PROBLEM DETAILS -
When you repeat the entries below, please keep them exact and leave out the pictures.

(Point localization data)
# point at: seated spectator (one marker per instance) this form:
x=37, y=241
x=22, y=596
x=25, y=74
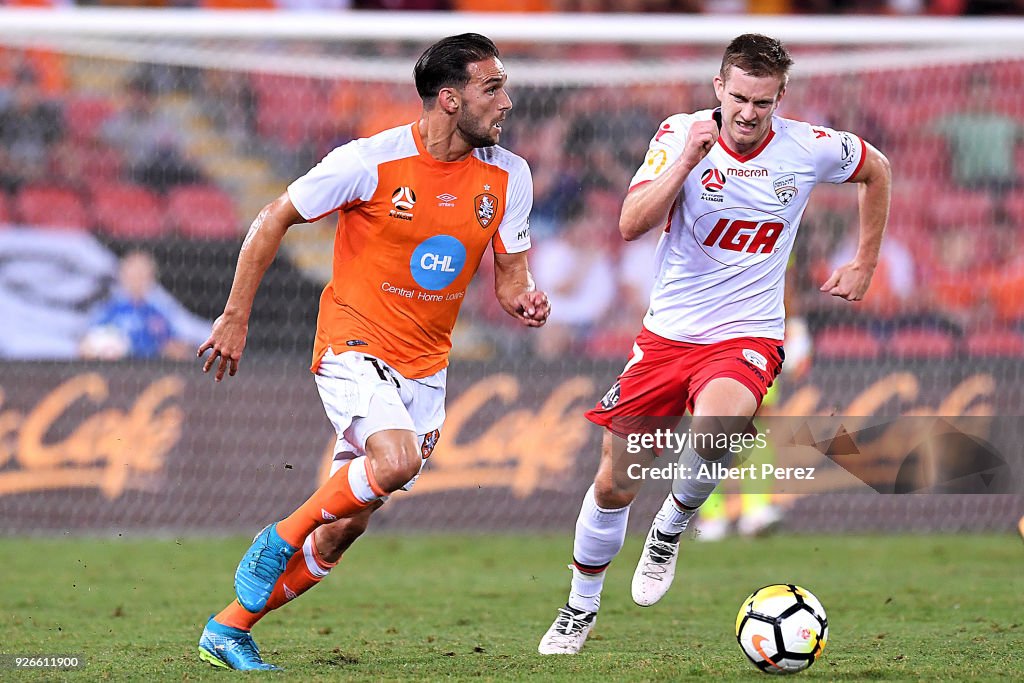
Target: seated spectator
x=982, y=141
x=892, y=292
x=137, y=321
x=579, y=273
x=29, y=125
x=953, y=283
x=151, y=140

WRITTEN RESPONSE -
# point at: seated spectator (one marker per instance) this form:
x=37, y=241
x=22, y=596
x=25, y=74
Target: seated spectator
x=982, y=141
x=892, y=292
x=137, y=321
x=579, y=273
x=29, y=125
x=953, y=283
x=151, y=140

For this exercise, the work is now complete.